RECORD EXCERPTS>

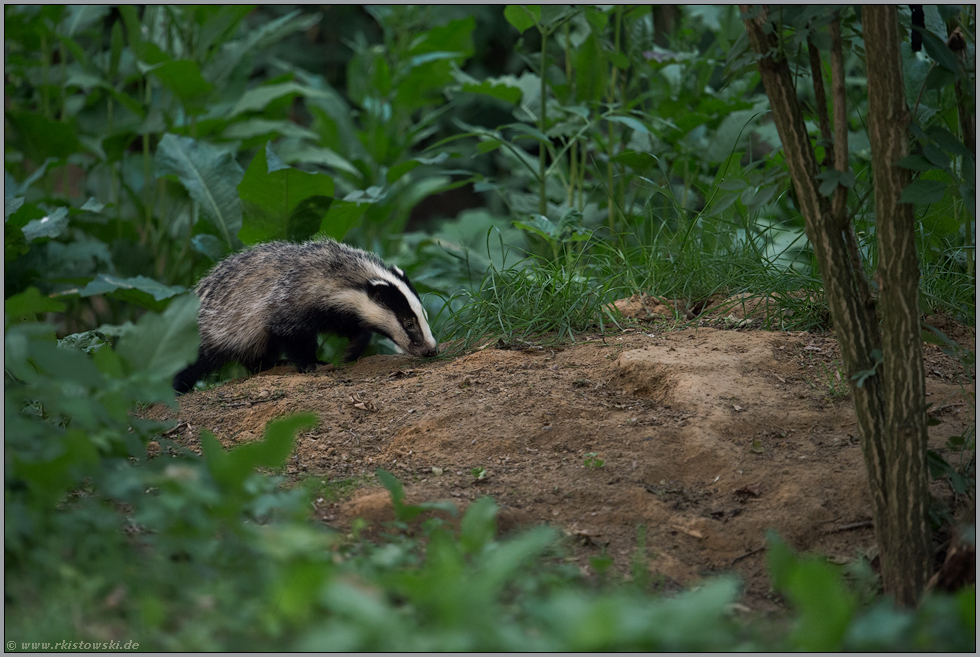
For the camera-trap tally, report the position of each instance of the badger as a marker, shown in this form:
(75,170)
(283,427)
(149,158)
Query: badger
(277,297)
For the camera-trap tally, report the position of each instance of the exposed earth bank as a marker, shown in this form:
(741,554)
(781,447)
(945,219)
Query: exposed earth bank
(705,437)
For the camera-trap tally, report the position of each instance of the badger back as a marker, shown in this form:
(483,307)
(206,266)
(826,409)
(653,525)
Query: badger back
(236,300)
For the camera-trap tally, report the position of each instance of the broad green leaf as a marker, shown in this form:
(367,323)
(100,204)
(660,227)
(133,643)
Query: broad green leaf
(630,121)
(453,40)
(540,226)
(184,79)
(211,178)
(304,152)
(28,303)
(924,192)
(495,89)
(342,216)
(79,17)
(282,202)
(105,284)
(41,138)
(256,100)
(948,141)
(939,51)
(523,16)
(261,127)
(219,68)
(636,160)
(162,344)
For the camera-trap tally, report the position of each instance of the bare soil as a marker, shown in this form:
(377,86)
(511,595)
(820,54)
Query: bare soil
(704,436)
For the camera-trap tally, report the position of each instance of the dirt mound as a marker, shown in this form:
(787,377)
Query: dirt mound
(705,437)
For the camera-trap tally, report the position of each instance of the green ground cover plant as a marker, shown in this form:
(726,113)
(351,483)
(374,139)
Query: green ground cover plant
(613,153)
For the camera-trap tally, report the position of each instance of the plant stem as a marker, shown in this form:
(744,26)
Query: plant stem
(542,126)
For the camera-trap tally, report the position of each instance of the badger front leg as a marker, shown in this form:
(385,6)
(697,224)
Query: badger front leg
(301,350)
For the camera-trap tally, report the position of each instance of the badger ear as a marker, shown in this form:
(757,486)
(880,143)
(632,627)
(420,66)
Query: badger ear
(378,290)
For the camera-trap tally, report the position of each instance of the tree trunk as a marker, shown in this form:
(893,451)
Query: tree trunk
(880,413)
(905,564)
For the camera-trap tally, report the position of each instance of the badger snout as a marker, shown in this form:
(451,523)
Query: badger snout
(424,350)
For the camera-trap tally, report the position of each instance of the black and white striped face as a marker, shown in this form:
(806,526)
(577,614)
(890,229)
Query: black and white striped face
(399,313)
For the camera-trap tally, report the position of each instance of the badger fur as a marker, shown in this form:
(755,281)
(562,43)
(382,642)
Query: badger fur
(277,297)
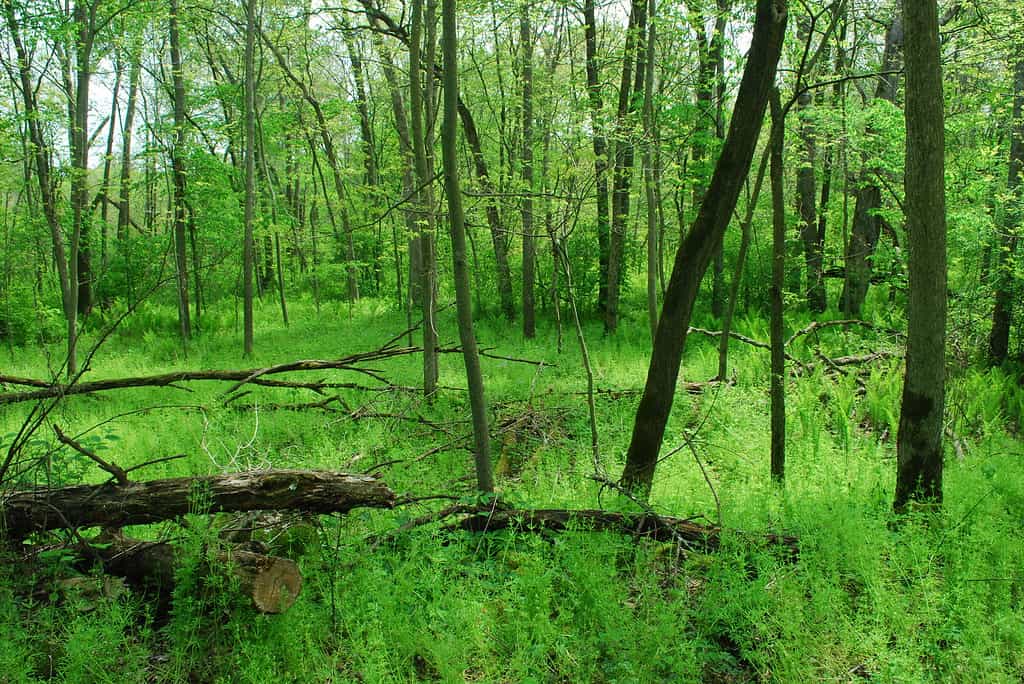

TASK TO CARRY OUT>
Return unchanged the stretch of the records from the line containing "the badger fur" through their end, and leave the pictures out of your answer.

OUTPUT OF THE TASK>
For the camera-trap tally, report the position of each instance of the badger fur as a marker, shown in this form:
(755,281)
(562,43)
(382,642)
Query: badger fur
(277,297)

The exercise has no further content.